▸ **TASK STATEMENT**:
List every line of the material below that contains the string "positive", copying each line in full.

▸ **GIVEN INFORMATION**:

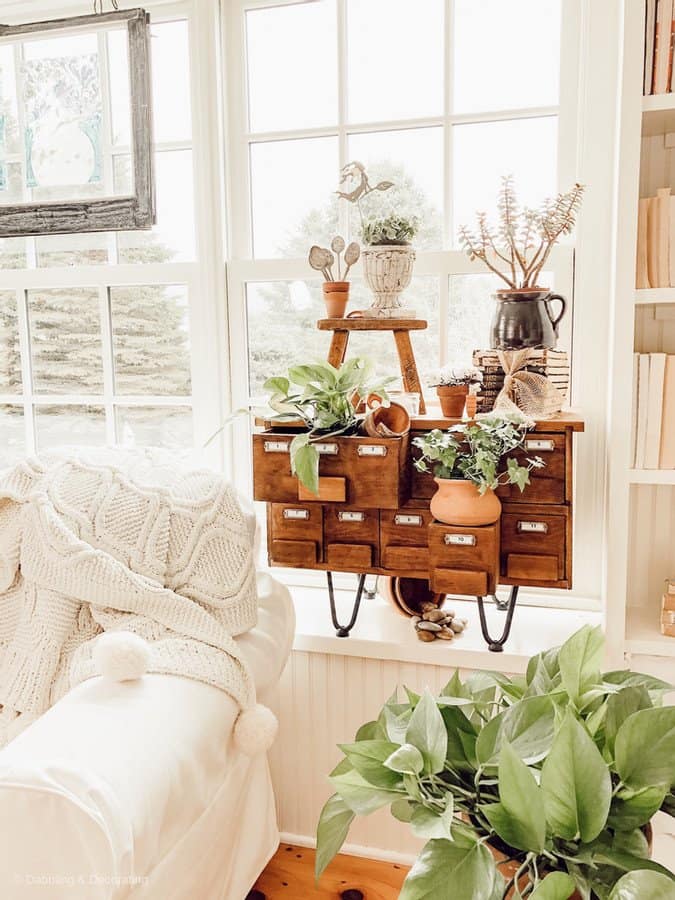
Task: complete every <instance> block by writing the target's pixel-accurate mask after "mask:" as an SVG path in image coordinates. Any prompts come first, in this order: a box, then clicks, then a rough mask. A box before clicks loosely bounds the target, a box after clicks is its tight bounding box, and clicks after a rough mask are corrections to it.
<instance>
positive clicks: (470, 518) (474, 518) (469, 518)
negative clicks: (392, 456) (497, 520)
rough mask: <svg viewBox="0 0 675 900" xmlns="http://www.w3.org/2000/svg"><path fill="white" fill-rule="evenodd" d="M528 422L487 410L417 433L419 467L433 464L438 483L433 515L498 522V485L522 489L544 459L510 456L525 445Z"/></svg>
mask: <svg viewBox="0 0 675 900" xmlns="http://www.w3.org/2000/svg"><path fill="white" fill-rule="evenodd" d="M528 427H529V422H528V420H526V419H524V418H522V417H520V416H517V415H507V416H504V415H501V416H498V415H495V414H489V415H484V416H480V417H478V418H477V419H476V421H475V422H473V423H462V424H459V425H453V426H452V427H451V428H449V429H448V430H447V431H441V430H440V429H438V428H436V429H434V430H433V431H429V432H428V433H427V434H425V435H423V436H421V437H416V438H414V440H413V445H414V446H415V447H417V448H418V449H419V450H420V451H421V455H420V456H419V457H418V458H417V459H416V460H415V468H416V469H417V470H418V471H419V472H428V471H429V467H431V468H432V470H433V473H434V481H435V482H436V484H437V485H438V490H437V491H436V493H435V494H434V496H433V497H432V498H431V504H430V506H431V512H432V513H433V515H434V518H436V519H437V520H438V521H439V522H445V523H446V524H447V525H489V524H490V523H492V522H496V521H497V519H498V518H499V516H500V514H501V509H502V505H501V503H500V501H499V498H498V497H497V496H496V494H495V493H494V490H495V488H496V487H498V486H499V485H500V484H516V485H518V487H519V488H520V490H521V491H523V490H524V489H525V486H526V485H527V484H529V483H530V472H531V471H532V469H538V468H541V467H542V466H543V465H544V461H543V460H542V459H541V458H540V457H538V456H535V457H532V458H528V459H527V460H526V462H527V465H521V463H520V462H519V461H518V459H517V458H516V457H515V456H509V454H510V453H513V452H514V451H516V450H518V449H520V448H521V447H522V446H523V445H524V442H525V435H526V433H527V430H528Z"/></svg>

--

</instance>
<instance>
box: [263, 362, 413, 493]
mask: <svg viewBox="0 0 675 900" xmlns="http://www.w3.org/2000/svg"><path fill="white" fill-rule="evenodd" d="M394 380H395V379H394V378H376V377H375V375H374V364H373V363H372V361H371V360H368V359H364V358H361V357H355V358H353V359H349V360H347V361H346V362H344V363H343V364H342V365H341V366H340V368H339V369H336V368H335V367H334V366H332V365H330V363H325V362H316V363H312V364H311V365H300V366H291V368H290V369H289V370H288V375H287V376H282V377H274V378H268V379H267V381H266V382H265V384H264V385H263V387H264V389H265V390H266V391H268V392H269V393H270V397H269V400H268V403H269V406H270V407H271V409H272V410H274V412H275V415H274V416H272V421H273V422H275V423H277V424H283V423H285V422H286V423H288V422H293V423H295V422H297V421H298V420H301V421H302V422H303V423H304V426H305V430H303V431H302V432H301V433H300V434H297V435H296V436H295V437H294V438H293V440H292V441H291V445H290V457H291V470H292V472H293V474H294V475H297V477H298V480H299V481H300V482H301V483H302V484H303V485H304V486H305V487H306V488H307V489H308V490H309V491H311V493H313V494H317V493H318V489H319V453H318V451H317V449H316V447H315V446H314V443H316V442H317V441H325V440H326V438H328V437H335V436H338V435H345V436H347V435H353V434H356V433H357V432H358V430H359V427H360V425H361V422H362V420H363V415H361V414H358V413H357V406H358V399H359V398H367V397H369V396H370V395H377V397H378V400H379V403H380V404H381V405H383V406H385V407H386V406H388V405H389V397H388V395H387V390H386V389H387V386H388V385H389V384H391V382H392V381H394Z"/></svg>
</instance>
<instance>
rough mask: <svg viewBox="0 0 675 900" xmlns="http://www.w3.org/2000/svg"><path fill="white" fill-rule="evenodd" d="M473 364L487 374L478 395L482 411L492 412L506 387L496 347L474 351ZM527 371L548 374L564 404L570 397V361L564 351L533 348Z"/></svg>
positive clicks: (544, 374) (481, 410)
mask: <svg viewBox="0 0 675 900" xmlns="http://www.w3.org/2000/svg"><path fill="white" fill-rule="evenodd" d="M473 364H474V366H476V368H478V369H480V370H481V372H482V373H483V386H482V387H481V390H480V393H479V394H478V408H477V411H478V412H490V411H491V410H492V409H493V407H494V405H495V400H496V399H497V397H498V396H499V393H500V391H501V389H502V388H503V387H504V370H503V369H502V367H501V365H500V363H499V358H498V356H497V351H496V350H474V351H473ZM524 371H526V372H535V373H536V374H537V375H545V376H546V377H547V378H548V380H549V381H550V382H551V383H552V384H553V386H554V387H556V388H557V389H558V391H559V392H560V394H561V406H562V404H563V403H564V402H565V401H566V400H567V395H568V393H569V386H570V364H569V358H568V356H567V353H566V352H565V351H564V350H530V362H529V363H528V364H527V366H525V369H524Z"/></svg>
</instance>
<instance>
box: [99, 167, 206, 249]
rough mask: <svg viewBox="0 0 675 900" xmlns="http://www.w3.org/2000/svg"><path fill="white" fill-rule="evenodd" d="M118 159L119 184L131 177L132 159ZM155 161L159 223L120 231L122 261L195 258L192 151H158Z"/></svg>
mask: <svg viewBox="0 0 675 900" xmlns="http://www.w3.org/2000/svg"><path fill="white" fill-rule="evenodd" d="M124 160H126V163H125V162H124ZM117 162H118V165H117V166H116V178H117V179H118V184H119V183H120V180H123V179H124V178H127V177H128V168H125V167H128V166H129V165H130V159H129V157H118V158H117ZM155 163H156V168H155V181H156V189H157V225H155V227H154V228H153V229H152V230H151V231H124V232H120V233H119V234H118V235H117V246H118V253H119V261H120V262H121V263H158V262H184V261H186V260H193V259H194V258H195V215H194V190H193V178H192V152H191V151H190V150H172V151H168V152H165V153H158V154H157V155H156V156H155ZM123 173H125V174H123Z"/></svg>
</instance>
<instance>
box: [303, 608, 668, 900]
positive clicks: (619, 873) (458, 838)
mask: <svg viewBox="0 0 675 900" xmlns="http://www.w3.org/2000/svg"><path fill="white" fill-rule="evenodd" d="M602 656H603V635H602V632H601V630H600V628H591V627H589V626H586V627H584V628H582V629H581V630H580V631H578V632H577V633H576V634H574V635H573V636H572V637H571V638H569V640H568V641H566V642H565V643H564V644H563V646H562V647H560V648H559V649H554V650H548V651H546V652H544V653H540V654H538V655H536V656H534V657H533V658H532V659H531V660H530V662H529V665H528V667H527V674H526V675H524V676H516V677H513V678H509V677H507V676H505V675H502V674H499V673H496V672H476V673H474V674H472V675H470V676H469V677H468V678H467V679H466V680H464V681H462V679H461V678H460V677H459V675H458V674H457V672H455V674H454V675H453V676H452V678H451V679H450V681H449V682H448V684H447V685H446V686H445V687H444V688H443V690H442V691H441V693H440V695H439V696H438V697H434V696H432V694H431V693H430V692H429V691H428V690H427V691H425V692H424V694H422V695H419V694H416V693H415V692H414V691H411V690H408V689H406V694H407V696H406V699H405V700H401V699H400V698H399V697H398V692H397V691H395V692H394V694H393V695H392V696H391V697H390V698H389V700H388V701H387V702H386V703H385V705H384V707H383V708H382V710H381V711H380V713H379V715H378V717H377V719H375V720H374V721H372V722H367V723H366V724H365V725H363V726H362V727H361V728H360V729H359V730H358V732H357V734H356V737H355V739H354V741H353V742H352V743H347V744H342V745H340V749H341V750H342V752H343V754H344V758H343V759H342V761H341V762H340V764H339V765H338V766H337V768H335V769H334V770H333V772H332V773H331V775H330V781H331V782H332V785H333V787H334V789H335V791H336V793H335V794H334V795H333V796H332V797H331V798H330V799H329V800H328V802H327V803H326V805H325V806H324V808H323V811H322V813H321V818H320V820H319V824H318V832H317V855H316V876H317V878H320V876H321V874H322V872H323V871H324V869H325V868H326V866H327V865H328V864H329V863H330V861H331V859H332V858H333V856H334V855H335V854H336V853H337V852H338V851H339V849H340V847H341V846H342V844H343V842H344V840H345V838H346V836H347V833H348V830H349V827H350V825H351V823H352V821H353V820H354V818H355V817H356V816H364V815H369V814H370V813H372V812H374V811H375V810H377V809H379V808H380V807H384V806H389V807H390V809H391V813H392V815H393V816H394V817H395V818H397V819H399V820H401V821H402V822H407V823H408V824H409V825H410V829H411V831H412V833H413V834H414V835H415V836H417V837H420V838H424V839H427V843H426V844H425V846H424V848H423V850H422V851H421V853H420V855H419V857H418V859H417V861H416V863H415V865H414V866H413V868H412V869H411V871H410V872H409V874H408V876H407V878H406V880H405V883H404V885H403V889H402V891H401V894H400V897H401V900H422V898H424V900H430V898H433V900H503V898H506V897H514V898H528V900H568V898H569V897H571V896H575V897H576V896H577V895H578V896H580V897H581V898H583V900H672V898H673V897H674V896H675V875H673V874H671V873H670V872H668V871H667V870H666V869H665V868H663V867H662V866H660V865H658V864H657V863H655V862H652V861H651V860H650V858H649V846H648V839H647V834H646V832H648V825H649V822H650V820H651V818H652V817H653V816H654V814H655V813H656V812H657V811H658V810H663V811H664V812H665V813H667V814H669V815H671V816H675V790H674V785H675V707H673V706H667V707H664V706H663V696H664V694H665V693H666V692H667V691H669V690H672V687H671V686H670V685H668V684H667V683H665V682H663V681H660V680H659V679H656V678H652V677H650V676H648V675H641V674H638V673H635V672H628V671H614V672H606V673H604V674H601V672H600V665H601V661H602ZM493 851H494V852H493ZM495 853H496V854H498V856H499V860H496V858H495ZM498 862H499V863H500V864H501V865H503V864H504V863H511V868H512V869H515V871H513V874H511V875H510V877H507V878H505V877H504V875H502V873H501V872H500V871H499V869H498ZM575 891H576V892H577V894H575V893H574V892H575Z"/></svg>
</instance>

▸ **SOLUTION TO THIS TASK**:
positive clicks: (470, 518) (474, 518) (469, 518)
positive clicks: (544, 374) (481, 410)
positive clicks: (619, 873) (458, 838)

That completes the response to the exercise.